**Problem description:**
Pull out of the data below the stretch of lines bounded by the one containing "217L179 216L181 225H196L197" and the one containing "positive clicks: (196, 222)", both bounds included, unchanged.

**Supplied records:**
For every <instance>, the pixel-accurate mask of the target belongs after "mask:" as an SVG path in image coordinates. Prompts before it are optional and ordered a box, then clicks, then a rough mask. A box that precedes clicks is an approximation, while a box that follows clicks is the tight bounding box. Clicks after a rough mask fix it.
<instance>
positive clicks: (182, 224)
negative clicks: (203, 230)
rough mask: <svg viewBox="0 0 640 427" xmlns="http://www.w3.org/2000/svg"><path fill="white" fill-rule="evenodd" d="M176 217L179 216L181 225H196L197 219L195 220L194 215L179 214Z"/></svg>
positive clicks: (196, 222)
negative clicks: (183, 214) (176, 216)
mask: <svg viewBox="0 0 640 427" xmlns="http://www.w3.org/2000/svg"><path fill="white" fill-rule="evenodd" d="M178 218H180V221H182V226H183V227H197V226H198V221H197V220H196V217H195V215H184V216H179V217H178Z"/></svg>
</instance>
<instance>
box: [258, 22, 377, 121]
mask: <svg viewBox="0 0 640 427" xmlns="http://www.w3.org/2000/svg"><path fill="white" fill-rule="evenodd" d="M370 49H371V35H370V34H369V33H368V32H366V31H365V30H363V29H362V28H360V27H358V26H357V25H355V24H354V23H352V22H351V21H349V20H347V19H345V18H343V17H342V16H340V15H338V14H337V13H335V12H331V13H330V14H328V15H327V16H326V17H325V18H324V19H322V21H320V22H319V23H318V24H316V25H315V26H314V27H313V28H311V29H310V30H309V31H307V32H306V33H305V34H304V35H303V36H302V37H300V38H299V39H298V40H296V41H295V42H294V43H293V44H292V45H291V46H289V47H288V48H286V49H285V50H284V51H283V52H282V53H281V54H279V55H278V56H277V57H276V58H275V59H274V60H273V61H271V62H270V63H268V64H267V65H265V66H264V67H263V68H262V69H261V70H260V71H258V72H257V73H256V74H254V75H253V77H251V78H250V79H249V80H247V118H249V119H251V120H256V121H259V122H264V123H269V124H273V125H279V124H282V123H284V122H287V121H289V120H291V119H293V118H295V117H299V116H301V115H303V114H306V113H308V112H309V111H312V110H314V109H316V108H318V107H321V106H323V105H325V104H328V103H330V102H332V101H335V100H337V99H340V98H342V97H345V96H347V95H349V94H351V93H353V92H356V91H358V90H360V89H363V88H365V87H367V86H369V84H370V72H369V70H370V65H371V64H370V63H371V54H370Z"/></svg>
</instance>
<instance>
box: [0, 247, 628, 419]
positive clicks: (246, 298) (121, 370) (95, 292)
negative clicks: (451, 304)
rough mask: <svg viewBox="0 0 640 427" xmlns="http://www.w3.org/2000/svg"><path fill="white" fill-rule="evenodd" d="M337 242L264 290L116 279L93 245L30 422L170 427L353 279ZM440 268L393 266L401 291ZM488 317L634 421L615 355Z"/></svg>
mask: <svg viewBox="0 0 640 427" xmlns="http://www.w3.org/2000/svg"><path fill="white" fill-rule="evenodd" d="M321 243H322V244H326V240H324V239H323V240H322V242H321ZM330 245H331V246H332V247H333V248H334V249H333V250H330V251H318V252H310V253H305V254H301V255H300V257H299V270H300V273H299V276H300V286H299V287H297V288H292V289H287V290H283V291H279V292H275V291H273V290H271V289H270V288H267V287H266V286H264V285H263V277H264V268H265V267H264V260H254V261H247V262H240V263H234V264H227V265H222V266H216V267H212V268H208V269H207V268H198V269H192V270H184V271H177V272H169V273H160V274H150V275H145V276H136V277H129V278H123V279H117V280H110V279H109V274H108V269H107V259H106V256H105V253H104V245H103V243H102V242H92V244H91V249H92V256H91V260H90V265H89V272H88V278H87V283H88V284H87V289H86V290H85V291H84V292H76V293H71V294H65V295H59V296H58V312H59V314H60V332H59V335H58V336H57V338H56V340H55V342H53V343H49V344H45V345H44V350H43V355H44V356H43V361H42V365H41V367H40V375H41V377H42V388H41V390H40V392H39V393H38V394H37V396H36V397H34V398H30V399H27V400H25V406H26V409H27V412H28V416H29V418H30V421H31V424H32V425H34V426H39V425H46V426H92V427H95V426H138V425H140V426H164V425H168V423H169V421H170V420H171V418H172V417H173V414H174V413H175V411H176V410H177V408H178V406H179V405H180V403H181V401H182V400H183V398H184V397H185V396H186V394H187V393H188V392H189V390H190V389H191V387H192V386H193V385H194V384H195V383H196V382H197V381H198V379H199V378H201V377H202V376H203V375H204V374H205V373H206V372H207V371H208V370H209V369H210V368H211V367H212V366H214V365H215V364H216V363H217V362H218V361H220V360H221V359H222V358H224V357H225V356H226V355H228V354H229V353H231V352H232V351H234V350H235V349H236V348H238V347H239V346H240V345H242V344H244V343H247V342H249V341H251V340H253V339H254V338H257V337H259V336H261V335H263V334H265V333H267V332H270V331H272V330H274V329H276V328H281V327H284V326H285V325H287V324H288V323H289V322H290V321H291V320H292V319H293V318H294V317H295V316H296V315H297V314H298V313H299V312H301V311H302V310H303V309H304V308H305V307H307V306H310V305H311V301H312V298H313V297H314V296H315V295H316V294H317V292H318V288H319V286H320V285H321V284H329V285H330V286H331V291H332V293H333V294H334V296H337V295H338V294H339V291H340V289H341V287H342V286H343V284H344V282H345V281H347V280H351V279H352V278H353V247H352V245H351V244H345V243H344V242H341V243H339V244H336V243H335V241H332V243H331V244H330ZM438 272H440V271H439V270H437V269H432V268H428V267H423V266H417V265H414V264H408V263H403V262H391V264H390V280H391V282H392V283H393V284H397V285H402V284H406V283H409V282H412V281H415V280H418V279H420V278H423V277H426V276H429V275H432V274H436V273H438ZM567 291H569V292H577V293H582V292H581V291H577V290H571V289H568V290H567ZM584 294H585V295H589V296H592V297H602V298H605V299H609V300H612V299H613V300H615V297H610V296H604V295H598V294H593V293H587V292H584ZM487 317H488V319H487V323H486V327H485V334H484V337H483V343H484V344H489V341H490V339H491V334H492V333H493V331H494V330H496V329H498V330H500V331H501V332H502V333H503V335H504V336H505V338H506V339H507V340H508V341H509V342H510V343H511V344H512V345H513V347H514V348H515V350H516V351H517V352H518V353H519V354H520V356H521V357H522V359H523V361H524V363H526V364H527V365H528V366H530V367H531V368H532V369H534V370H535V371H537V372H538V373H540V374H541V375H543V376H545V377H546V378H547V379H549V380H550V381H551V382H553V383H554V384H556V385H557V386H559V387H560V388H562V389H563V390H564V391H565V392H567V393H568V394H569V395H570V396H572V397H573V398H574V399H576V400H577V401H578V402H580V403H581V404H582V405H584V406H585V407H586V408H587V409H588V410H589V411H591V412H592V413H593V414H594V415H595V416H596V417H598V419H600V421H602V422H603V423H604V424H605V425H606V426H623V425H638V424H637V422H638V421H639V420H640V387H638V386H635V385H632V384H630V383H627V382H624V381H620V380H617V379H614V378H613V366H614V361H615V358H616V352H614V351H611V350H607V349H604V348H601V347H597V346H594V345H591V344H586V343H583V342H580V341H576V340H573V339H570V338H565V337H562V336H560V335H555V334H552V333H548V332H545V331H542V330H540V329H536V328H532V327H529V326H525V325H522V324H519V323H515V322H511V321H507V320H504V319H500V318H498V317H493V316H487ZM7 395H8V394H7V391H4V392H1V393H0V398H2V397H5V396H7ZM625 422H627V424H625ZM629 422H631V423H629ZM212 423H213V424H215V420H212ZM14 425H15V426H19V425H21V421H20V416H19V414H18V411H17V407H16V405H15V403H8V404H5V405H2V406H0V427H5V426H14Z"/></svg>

**Solved problem:**
rough mask: <svg viewBox="0 0 640 427" xmlns="http://www.w3.org/2000/svg"><path fill="white" fill-rule="evenodd" d="M176 217L179 216L181 225H196L197 219L195 220L194 215L179 214Z"/></svg>
positive clicks: (196, 222)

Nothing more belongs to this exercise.